▶ [Your instructions]
Only the lines below between the ones containing "Could you kindly point to the sky" and "Could you kindly point to the rifle", inclusive, are to be reproduced, each exactly as it stands.

==== Supplied records ====

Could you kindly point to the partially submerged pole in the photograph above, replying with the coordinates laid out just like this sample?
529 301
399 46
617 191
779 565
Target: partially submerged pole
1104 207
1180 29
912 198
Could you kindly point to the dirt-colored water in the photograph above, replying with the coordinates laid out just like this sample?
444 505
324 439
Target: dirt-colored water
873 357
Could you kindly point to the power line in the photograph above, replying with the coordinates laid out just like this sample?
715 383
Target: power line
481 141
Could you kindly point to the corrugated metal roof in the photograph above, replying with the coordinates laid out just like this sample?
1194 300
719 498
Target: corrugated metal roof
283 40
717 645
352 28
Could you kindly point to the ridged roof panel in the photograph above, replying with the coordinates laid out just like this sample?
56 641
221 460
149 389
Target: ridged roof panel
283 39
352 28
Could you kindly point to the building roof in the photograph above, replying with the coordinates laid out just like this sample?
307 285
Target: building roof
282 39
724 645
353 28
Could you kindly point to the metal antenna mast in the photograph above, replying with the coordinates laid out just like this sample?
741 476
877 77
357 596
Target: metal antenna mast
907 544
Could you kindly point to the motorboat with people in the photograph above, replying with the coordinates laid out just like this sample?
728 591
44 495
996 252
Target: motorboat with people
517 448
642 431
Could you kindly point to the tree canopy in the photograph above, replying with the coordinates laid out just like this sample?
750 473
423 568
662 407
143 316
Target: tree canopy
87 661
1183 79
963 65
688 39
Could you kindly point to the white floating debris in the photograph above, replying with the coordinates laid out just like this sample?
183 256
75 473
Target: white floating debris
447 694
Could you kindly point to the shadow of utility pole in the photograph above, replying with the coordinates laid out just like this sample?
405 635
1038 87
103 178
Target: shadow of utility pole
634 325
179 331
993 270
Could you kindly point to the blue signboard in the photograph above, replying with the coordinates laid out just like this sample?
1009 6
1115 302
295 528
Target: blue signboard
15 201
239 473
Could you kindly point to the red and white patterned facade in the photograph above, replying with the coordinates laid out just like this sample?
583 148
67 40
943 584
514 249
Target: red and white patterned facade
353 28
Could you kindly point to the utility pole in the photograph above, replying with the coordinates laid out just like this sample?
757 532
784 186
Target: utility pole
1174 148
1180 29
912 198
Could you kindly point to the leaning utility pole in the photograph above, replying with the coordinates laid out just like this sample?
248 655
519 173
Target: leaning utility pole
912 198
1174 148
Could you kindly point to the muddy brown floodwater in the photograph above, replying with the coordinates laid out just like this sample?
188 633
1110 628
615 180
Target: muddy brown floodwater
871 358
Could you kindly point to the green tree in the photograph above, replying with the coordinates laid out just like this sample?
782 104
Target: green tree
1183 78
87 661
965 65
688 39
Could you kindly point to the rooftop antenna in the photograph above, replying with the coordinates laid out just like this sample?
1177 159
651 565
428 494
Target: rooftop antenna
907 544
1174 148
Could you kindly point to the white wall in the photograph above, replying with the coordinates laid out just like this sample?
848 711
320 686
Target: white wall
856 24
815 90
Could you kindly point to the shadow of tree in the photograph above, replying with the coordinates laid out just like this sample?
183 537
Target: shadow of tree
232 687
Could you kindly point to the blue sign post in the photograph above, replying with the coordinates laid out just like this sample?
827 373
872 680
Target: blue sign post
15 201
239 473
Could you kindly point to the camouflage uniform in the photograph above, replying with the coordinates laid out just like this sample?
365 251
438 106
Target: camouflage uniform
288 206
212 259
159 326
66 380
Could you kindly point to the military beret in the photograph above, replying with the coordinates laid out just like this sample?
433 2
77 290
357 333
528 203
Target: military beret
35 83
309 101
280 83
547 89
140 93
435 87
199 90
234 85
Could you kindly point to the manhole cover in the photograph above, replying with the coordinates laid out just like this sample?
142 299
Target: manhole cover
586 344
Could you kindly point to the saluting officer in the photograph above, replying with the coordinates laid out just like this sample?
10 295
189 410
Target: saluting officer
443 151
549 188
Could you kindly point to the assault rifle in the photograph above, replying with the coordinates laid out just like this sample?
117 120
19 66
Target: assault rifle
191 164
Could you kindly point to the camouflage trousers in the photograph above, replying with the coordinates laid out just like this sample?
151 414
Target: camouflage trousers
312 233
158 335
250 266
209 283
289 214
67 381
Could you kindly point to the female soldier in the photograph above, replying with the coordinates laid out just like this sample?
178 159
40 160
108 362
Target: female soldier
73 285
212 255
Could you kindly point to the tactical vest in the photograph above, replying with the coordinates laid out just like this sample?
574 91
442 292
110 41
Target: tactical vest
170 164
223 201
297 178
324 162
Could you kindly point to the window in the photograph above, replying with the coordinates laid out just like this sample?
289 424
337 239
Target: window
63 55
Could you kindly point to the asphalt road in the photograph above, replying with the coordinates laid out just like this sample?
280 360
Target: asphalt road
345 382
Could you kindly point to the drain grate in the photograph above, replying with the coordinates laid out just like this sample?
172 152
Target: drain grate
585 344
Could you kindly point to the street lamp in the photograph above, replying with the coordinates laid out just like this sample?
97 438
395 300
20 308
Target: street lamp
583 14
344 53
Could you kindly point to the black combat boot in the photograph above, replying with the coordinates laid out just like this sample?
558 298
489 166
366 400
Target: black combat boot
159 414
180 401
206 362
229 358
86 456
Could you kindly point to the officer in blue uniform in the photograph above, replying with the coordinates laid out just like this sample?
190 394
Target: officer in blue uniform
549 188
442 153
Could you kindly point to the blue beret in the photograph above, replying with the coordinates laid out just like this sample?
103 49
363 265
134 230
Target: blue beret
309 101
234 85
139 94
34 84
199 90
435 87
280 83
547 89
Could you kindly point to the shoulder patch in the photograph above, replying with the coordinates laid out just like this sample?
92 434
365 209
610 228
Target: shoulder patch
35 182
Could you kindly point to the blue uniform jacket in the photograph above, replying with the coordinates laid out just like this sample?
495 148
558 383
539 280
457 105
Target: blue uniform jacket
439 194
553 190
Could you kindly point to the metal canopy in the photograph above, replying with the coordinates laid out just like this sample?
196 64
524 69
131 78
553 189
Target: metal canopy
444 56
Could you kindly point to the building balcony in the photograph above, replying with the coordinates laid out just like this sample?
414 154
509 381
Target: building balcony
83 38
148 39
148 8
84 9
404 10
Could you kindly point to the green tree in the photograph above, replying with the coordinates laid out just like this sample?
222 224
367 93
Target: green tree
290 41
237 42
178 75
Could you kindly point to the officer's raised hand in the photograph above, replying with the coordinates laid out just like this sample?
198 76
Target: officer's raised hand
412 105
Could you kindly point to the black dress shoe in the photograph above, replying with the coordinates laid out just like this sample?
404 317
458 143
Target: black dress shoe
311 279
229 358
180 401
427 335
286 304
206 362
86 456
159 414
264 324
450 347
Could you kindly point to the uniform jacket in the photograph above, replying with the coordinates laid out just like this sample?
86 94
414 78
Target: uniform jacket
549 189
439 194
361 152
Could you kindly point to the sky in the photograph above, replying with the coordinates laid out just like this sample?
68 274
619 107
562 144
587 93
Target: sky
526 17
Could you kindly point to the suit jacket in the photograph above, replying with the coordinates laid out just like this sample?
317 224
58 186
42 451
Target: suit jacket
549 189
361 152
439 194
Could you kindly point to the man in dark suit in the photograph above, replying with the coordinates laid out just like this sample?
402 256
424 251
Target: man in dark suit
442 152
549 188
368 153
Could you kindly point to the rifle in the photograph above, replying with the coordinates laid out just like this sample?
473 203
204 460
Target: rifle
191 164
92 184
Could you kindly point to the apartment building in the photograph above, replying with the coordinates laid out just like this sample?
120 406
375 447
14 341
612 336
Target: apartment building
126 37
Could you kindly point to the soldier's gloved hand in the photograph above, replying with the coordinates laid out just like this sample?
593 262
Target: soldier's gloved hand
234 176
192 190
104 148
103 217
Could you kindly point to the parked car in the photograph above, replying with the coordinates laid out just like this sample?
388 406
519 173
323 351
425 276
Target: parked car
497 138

====

▶ [Result below]
Could you kindly point to the sky in the photograph above, replying with the coordinates laid out just like this sample?
68 274
619 107
562 144
587 93
Target: sky
526 17
Could you kindly point to the suit jacket in the photograph above, replying with the coordinates laid out just like this sample?
317 224
58 186
42 451
Target: suit jacket
549 189
361 152
439 194
Could you kindly point to the man in dark suit in the photograph above, replying with the coordinates laid out just like this sample?
402 256
424 251
Target: man in dark suit
442 152
549 188
368 153
Could you kindly point to the rifle in the photograph above, replying with the coordinates laid out just like this sample?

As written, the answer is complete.